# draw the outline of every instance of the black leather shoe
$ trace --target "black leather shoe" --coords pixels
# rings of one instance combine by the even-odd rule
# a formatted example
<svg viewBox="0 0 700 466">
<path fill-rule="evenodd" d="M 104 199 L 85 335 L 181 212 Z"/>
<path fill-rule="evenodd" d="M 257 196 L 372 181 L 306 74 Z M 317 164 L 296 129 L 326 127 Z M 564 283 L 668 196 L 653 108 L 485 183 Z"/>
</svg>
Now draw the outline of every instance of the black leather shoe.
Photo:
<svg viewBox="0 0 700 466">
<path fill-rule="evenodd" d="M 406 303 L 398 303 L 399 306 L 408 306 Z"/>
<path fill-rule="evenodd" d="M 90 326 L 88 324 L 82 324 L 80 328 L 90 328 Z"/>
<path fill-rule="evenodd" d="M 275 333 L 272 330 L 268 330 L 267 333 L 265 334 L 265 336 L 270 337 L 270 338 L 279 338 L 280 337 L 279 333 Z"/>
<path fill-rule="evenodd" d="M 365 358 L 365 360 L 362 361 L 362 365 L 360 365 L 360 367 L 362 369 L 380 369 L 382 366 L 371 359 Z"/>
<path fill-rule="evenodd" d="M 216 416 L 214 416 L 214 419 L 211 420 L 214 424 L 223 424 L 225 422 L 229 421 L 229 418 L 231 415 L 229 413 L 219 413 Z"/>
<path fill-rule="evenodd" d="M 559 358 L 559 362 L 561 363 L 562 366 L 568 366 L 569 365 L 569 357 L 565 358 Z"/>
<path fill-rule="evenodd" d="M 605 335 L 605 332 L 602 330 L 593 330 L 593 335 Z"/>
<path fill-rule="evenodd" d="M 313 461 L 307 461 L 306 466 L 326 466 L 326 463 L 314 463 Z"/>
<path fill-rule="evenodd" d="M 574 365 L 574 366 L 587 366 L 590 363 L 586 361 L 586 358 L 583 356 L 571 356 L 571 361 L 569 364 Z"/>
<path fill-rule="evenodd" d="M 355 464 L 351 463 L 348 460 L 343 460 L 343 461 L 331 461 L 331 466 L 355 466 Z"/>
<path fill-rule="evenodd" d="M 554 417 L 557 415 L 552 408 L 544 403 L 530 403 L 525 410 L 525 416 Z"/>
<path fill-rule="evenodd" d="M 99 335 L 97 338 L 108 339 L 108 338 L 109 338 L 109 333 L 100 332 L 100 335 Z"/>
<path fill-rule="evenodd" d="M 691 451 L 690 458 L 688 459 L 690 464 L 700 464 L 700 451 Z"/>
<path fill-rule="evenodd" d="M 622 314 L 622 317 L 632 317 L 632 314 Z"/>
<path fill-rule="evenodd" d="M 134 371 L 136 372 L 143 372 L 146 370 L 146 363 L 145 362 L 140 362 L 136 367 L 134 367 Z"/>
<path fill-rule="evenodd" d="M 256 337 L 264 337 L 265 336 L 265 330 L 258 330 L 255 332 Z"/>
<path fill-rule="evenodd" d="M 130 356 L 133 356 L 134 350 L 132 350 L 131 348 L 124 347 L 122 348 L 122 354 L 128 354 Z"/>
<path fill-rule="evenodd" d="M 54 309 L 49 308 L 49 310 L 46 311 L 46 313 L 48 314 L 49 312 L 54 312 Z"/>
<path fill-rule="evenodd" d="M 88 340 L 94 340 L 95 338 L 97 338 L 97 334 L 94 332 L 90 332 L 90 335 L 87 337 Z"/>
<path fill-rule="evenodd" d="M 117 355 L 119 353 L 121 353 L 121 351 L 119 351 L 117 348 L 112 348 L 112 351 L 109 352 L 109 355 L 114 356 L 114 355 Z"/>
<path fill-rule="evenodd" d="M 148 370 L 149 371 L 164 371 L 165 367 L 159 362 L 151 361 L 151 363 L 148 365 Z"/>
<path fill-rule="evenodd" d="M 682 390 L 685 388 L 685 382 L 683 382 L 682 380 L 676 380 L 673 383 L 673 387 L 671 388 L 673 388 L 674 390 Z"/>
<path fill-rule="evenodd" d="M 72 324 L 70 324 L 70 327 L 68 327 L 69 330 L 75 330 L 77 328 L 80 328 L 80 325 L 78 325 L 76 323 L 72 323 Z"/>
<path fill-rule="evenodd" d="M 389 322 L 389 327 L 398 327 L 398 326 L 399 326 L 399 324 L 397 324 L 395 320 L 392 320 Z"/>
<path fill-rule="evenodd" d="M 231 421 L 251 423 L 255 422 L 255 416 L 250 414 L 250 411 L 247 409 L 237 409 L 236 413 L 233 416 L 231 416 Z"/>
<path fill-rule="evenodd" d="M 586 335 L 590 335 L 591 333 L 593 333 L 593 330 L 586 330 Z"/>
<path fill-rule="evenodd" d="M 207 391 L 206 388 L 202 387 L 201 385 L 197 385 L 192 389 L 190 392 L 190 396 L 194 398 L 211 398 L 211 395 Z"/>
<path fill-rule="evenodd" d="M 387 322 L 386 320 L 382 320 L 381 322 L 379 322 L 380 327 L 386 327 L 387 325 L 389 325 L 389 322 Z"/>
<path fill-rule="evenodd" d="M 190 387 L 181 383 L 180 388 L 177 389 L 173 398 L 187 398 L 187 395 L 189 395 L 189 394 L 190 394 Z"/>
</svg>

● PROBLEM
Print exactly the lines from the beginning of the entries through the line with "Now draw the". Output nothing more.

● EXERCISE SOLUTION
# draw the outline of every instance of the black leather shoe
$ trace --target "black leather shoe" --coords pixels
# rings of one instance combine by the even-odd rule
# a formatted example
<svg viewBox="0 0 700 466">
<path fill-rule="evenodd" d="M 104 199 L 85 335 L 181 212 Z"/>
<path fill-rule="evenodd" d="M 257 196 L 372 181 L 306 74 Z M 317 164 L 296 129 L 326 127 Z M 564 283 L 668 196 L 653 108 L 485 183 Z"/>
</svg>
Now draw the outline of every instance of the black leather shoe.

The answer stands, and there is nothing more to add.